**Written instruction a:** Which lines in the records contain the string "ceramic"? Locate each one, treating uppercase and lowercase as different, and copy it.

═════ Document ═════

It was 8 p.m. and the hallways of Porter Creek Secondary School had seldom been more clogged.

Anxious faces, nervous chatter, hands gripping shiny new musical instruments just tightly enough so as not to drop them, but not so tightly that they would bend. So, how tight is that?

They filled four hallways leading toward one central gymnasium where volunteers had set up chairs earlier that day. Half of the chairs faced the other half. On one side of the gym would be family and friends and, on the other, first-time musicians and the volunteer musicians who had coached them just minutes earlier.

They had heard about this moment.

Everyone knows about Squeak & Squawk.

It is the night that first-year band students from F.H. Collins and Porter Creek Secondary Schools and Jack Hulland and from Whitehorse Elementary Schools receive their chosen instruments and get to play them as part of a band.

But, first, they need to go to one of 16 classrooms spread throughout the school to learn how to clean and care for them, how to assemble them and, finally, how to make music.

═════

**Written instruction b:** Which schools does the Squeak & Squawk article name as sending first-year band students to receive their instruments? List all of them.

═════ Exercise input ═════

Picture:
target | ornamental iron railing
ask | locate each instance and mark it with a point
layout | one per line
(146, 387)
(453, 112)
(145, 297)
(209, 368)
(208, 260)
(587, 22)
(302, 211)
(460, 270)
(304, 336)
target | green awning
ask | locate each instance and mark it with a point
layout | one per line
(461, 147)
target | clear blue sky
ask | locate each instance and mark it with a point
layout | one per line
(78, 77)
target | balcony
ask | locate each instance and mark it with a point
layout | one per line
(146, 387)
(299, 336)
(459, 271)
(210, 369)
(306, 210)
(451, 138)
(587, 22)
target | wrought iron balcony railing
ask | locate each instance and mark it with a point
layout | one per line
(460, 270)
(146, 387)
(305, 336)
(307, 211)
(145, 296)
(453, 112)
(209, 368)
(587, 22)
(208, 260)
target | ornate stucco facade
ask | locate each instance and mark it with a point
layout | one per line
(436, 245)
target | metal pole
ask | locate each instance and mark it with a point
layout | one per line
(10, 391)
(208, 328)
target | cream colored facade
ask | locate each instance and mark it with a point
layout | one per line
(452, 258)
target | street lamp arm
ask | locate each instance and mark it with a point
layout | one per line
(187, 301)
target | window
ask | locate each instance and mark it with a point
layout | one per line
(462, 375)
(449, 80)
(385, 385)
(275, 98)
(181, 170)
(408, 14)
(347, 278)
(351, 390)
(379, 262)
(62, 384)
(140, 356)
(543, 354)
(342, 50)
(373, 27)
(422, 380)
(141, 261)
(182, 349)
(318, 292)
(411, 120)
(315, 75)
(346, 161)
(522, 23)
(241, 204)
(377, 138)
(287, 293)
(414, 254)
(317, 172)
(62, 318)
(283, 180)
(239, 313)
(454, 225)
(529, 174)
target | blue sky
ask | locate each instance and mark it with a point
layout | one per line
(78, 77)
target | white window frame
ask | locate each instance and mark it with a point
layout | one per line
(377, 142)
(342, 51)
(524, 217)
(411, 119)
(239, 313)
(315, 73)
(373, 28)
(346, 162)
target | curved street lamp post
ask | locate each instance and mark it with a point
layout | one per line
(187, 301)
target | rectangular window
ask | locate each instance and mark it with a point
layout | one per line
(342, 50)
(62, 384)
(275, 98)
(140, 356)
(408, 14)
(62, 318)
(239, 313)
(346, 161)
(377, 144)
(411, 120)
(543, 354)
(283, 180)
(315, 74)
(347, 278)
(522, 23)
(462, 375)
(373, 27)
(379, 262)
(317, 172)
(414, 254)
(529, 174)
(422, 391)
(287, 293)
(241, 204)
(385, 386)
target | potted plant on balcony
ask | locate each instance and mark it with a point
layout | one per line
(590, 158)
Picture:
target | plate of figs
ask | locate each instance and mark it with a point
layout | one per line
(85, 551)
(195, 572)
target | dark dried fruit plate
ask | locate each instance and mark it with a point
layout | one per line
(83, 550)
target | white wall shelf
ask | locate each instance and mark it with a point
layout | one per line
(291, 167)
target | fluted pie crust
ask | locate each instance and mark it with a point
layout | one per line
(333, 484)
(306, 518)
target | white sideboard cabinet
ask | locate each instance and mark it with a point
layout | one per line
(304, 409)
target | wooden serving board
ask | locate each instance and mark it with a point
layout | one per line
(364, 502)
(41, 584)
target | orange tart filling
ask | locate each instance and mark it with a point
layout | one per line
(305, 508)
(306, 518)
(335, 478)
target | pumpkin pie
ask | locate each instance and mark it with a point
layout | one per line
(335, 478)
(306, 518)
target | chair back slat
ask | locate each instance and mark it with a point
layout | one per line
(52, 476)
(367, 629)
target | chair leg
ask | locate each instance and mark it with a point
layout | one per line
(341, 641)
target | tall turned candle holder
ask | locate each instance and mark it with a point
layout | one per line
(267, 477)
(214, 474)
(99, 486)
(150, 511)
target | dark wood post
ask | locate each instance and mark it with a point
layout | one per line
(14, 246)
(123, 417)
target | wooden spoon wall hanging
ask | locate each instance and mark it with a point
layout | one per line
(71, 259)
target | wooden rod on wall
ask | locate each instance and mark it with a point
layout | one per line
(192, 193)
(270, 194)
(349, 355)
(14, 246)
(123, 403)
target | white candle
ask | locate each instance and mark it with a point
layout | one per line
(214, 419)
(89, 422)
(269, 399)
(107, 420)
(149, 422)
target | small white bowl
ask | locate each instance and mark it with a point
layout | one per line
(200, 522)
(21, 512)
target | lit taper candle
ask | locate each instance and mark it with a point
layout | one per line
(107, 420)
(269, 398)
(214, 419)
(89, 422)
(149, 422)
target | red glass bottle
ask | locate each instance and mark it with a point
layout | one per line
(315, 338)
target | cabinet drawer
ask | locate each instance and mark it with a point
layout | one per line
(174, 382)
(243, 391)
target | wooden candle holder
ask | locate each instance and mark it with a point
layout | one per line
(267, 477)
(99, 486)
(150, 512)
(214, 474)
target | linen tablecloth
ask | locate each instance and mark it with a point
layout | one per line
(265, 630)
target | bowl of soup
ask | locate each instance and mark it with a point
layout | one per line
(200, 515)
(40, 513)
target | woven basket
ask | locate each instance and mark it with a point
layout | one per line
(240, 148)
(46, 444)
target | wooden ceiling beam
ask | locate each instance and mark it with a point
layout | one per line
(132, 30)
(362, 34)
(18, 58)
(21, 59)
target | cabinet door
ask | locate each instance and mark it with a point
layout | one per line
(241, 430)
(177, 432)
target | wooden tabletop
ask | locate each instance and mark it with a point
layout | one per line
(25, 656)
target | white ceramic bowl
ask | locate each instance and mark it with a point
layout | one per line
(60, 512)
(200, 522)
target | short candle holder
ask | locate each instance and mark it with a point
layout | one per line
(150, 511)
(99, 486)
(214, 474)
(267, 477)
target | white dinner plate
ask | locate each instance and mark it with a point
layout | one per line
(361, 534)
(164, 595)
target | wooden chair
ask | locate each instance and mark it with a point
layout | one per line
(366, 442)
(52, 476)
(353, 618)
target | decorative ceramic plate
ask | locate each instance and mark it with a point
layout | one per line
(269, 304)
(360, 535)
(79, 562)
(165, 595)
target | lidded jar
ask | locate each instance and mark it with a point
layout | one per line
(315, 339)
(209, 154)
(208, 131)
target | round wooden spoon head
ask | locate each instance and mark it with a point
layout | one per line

═════

**Worked solution a:**
target | white ceramic bowl
target | decorative ceramic plate

**Worked solution b:**
- F.H. Collins Secondary School
- Porter Creek Secondary School
- Jack Hulland Elementary School
- Whitehorse Elementary School